Please print every line from the one containing "Would you mind marking the blue car" through the last line of the records below, exactly as written and nothing more.

(Stored dataset items)
########################################

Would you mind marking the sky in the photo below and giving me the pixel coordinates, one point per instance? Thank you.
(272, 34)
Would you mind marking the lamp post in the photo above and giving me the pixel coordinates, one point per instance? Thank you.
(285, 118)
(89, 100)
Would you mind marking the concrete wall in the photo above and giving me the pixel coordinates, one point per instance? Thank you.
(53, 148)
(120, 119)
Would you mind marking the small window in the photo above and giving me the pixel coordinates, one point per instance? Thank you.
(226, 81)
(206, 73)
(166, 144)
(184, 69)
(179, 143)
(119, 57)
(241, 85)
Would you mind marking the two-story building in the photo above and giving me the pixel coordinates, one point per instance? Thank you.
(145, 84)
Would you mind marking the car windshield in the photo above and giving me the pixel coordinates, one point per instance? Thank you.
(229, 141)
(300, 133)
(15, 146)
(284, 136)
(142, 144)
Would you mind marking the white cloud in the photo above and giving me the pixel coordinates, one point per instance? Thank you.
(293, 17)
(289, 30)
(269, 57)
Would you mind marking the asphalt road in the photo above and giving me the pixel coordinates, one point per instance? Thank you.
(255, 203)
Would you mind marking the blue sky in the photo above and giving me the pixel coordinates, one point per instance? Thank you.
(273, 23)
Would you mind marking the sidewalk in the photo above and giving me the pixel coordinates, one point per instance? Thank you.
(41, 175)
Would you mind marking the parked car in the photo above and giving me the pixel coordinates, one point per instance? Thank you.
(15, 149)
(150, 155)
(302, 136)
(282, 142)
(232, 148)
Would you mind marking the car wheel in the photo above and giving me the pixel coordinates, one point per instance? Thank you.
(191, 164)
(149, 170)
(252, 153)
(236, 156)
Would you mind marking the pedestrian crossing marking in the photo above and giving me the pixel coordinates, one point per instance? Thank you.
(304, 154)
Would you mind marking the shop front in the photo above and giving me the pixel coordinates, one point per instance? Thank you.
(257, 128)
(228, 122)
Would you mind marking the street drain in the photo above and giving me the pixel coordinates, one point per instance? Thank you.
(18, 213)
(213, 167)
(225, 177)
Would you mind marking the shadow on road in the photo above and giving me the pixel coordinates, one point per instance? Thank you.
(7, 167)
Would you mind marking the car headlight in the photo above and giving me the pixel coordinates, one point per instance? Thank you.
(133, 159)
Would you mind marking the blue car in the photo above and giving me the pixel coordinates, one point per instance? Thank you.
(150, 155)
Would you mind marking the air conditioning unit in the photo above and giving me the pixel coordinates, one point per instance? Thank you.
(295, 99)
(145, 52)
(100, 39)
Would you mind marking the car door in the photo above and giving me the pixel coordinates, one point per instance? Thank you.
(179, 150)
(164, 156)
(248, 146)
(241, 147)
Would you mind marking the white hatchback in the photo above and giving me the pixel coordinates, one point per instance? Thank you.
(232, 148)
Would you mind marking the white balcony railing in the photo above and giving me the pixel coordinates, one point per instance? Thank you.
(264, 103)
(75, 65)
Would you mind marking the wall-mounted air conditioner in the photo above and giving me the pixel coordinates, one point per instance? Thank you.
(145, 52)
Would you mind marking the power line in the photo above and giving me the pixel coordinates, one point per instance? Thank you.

########################################

> [Written answer]
Would you mind marking the blue car in the photo above and giving me the pixel coordinates, one point per instance? Thank you.
(150, 155)
Would you mind marking the air conditioning unit in the photo above and giving me the pixel coordinates, one point per instance? Thank you.
(295, 99)
(145, 52)
(100, 39)
Would you mind marking the car door in the photo above and giving me the pixel coordinates, one point per instance? Thank you.
(179, 150)
(164, 156)
(248, 146)
(241, 147)
Would you mind marking the white hatchback in the photo above and giving me the pixel coordinates, one point per instance? Thank you.
(232, 148)
Would you mind marking the white balcony railing in the photo above and giving me the pixel coordinates, one point per instance? Thank you.
(264, 103)
(75, 65)
Would you mind marking the wall-mounted air conditioner in the photo above and giving me the pixel coordinates, one point per instance? Thank you.
(145, 52)
Would you mind marking the power line in the photo above and giving me the pixel coordinates, one point per instance? Thank you.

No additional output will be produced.